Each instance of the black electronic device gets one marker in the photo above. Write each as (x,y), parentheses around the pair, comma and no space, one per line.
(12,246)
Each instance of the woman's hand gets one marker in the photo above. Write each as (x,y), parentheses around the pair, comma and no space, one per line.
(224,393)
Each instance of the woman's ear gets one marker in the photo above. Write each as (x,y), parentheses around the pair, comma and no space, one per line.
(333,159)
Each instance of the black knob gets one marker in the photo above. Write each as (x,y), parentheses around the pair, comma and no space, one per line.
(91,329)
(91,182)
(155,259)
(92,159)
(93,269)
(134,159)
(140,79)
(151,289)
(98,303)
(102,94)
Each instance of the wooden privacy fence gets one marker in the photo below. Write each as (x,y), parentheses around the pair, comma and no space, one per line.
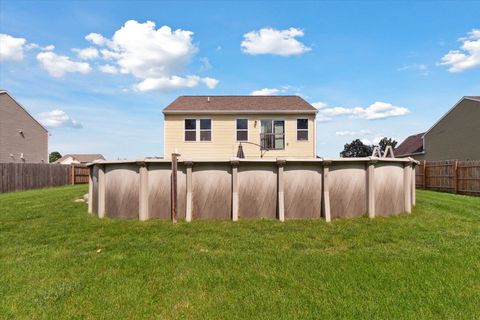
(25,176)
(245,189)
(454,176)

* What you have to do: Rewrite all the rows above, requests included, and scale each x and y coordinate in the answers by 1.65, rounding to whole numbers with halves going up. Leave the pictures out.

* Output for this exercise:
Each instance of the black electronic device gets one marker in the photo above. Write each as (x,y), parentheses around the pair, comma and no space, one per line.
(20,406)
Each instance of the woman's hand gets one marker in the photo above. Write each as (x,y), parentheses around the pair, comma and no space, one per line.
(370,648)
Each instance of the woman's ear gets one marker in the photo above. Write each as (x,y), parentheses around the pair, comma and no space, one per line.
(549,262)
Each instance of the black knob gets one marker in the photo above. Write each as (x,y), parentheses around the pair, comma and no space, one per line.
(150,543)
(150,300)
(256,427)
(152,262)
(153,444)
(221,262)
(231,130)
(249,477)
(162,500)
(168,155)
Each instance of the wooden privacy fence gets one marker in the photo below. Write each as (x,y), parentheses around the pair, comma and no space, one per line.
(41,290)
(404,312)
(749,290)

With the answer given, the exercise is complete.